# Start of TEXT SECTION

# Tricycle Find 1930’s



## Phattiremike (Feb 4, 2018)

I found this little guy today.  It looks to be 1930’s “Junior” by Junior Toys.  I love the batwing handlebars and smack in the middle of the handlebar looks like a rocket ship.

I need grips and pedals if anyone has any for sale.  I will clean it up a bit and bring it into the house.

Mike


----------



## ridingtoy (Feb 5, 2018)

Nice to see it still has the head decal to identify the maker. These little bat wing trikes seem to be popular with collectors along with the '30s streamlined trikes.

Dave


----------



## Phattiremike (Feb 5, 2018)

I couldn’t pass it up Dave.  I need to find some grips and pedals, any clue where to start.
Mike


----------



## Casper (Feb 6, 2018)

Memory Lane Classics for the grips


----------



## Phattiremike (Feb 6, 2018)

Casper said:


> Memory Lane Classics for the grips



Thanks@casper


----------



## ridingtoy (Feb 7, 2018)

This trike probably had the solid rubber teardrop pedals originally. Other than ebay, which has a couple listings right now, I haven't seen any other place which has NOS or repop pedals in that style.

Dave


----------



## Phattiremike (Feb 7, 2018)

Thanks Dave.


----------



## Freqman1 (Feb 7, 2018)

I may have a set of grips. I can let you know this weekend. V/r Shawn


----------



## Phattiremike (Feb 8, 2018)

Freqman1 said:


> I may have a set of grips. I can let you know this weekend. V/r Shawn



Diameter is small I will measure them.
Thank you Shawn


----------



## Phattiremike (Feb 8, 2018)

3/8” Shawn if you have?
Mike


----------



## Freqman1 (Feb 8, 2018)

Phattiremike said:


> 3/8” Shawn if you have?
> Mike



I believe I do Mike--sitting in an airport right now though--I'll check when I get home. V/r Shawn


----------



## Phattiremike (Feb 8, 2018)

Safe travels.


----------



## jeep girl (Feb 18, 2018)

I have a similar bike
 I like it because it's extra small so you can easily display it!
Mine is on top of my fridge.


----------



## jeep girl (Feb 18, 2018)

I believe that the original grips were the pointed ones.


----------



## ridingtoy (Feb 18, 2018)

jeep girl said:


> I believe that the original grips were the pointed ones.



Yes, this style tricycle usually did have the pointed grips. Yours is in pretty good shape!

Dave


----------



## Phattiremike (Feb 19, 2018)

jeep girl said:


> I have a similar bike
> I like it because it's extra small so you can easily display it!
> Mine is on top of my fridge.
> 
> View attachment 756510



Your little trikes paint is killer.  That picture shows the correct pedals, thanks for posting.  I’m gonna clean it up it will come inside my house next to this 1930’s scooter.


----------

# End of TEXT SECTION
# Start of RECORDS PROVIDED

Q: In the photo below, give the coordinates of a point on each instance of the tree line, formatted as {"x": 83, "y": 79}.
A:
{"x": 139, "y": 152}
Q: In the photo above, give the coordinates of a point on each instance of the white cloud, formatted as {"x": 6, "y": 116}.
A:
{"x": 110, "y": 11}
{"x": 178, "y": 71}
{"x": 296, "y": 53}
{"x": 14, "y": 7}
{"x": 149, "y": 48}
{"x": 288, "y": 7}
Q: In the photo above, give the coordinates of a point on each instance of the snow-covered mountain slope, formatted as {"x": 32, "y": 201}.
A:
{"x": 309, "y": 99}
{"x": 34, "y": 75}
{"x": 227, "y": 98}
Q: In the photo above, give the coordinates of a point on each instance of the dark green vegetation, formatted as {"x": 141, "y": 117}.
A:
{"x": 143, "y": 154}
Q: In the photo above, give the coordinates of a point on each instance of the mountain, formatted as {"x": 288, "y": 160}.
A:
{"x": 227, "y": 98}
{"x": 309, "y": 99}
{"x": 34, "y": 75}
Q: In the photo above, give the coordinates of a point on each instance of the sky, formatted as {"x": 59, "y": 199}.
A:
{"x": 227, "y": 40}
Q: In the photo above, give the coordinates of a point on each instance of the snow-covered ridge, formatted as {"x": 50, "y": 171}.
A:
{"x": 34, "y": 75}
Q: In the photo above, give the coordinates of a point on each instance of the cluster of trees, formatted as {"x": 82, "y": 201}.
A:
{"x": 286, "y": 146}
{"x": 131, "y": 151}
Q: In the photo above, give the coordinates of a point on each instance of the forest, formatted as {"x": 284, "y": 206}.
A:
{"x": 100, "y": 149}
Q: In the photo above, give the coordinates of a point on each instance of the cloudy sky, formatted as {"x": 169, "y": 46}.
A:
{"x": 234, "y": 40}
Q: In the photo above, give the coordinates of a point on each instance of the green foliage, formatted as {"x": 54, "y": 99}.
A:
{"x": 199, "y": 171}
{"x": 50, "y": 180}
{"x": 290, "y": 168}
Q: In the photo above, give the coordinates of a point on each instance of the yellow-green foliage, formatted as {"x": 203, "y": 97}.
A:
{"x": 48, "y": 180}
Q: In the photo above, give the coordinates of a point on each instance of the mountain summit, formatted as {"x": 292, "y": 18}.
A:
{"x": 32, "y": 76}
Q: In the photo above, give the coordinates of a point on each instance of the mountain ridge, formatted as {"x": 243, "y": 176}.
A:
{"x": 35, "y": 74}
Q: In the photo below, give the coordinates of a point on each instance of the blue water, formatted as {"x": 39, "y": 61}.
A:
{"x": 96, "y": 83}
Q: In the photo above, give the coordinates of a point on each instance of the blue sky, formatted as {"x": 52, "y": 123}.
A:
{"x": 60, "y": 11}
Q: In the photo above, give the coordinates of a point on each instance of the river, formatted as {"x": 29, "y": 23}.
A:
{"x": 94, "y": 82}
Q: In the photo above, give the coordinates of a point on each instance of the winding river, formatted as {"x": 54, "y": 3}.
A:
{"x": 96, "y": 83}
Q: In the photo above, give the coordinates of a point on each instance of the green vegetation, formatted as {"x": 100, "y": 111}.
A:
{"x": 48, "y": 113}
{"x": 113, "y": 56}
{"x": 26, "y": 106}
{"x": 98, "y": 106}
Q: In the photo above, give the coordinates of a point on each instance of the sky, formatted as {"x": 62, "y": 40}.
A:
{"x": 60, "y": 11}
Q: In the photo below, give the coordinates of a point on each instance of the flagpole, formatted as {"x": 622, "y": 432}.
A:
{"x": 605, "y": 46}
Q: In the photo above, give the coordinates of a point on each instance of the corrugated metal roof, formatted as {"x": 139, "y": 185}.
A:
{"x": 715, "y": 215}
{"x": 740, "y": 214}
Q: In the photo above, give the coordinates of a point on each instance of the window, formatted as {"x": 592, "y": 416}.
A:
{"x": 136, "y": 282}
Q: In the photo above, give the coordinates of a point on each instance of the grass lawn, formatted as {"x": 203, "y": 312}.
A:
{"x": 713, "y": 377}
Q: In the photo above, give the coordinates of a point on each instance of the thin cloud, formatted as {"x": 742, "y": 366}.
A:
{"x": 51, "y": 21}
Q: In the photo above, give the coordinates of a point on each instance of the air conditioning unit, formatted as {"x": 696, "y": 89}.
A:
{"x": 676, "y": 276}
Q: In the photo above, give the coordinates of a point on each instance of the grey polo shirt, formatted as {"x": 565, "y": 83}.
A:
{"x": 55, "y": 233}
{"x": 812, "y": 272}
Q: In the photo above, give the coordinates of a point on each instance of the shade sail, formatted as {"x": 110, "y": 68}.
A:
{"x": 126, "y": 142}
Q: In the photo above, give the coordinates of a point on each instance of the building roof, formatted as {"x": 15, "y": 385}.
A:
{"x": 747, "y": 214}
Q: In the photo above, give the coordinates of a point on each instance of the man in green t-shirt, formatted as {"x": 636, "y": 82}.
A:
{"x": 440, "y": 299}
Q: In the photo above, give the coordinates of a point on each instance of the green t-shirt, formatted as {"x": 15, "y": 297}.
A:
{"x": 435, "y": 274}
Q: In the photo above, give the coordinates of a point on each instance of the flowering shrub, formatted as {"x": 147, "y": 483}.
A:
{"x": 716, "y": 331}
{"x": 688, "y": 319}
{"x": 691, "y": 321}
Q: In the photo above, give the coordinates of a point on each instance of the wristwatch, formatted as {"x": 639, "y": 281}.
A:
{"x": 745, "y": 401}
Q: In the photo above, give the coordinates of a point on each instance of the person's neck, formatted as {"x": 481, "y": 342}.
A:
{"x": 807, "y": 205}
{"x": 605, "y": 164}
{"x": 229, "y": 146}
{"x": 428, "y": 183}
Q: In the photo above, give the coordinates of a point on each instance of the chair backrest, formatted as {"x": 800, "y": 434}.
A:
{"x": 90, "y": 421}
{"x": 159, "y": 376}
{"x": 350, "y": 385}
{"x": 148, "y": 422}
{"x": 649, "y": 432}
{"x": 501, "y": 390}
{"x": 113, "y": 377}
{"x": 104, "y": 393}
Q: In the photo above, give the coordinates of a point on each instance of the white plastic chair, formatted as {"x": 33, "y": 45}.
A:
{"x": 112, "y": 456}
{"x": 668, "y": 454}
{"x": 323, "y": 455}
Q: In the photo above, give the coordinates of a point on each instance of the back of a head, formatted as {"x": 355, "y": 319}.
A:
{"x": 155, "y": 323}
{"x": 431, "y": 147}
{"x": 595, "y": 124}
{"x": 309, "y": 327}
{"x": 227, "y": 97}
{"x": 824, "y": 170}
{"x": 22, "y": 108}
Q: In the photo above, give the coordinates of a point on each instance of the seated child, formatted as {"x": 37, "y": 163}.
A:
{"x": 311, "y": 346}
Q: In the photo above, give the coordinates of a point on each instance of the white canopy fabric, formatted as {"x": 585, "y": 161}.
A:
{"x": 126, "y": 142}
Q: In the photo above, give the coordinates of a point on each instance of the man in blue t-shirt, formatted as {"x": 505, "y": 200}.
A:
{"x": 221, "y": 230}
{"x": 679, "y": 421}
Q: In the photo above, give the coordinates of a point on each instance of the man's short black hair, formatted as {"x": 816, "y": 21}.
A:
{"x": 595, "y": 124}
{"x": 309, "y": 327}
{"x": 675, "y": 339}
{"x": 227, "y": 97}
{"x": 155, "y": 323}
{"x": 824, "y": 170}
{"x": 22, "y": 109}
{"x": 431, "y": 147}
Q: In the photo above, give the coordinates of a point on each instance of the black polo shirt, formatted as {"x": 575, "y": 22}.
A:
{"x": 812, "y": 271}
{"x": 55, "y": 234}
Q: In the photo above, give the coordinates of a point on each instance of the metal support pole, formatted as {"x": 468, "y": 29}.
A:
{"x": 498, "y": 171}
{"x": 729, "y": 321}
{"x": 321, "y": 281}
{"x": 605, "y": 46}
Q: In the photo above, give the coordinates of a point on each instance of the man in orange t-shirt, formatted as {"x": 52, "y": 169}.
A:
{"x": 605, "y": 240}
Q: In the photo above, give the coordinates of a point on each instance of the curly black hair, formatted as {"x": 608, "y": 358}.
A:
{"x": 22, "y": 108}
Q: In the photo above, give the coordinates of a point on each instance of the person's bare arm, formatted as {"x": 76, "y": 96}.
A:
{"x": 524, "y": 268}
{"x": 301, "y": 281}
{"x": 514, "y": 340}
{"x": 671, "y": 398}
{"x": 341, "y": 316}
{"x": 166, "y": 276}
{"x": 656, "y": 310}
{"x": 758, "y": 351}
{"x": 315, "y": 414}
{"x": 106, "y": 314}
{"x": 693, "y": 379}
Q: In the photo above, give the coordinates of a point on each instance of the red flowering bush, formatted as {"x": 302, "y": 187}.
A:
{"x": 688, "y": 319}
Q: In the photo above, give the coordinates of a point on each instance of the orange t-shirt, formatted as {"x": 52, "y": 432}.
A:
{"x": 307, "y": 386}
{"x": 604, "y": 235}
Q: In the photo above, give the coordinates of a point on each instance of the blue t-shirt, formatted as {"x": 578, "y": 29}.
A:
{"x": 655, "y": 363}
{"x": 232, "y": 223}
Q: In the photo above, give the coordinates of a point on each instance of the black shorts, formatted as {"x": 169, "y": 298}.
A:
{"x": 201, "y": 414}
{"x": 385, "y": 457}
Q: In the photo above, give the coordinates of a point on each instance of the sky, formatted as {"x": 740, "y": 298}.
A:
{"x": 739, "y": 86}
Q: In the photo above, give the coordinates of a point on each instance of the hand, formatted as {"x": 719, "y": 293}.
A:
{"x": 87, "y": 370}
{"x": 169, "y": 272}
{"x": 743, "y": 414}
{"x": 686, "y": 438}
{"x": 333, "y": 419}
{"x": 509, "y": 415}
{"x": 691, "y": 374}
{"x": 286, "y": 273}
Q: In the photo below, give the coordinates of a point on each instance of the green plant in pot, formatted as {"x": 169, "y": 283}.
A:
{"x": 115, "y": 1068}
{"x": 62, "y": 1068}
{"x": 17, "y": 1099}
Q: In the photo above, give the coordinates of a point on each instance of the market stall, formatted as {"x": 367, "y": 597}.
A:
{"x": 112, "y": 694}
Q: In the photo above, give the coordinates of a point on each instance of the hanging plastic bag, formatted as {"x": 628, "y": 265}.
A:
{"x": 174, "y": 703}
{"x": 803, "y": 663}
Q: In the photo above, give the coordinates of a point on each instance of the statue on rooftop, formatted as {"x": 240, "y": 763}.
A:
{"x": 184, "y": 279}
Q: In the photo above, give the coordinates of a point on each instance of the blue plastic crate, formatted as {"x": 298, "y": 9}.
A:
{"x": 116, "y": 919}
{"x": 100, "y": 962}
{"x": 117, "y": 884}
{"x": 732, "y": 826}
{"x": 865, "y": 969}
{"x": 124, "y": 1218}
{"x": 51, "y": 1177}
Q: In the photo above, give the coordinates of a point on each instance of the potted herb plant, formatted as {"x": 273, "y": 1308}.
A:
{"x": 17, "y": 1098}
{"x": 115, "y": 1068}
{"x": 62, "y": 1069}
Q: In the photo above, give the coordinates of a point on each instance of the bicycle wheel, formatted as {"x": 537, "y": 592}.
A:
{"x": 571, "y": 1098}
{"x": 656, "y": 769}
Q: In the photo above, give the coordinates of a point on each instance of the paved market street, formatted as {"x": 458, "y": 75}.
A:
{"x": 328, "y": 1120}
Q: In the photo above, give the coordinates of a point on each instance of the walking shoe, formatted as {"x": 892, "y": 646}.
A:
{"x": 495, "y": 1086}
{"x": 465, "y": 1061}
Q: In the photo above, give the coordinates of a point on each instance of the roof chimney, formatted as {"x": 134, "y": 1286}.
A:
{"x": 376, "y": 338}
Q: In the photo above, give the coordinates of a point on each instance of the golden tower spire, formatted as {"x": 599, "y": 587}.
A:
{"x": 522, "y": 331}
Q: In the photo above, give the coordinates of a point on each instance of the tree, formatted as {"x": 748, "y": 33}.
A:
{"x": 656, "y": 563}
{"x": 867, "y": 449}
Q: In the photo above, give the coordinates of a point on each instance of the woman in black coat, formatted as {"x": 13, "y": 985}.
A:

# End of RECORDS PROVIDED

* PARTS OF THE EXERCISE *
#1 In the tricycle thread, repeat word for word the part that opens with the words containing "I need grips" and closes with "the '30s streamlined trikes.".
#2 According to ridingtoy in the tricycle thread, what kind of pedals did the trike probably have originally?
#3 Rewrite the tricycle thread's paragraph beginning "I found this little guy today" as a shorter version that keeps its main facts.
The records were drawn from a separate source.

* SOLUTIONS TO EACH TASK *
#1
I need grips and pedals if anyone has any for sale.  I will clean it up a bit and bring it into the house.

Mike


----------



## ridingtoy (Feb 5, 2018)

Nice to see it still has the head decal to identify the maker. These little bat wing trikes seem to be popular with collectors along with the '30s streamlined trikes.

#2 Solid rubber teardrop pedals.

#3 The poster found a trike that appears to be a 1930s "Junior" by Junior Toys, with loved batwing handlebars and what looks like a rocket ship at their center.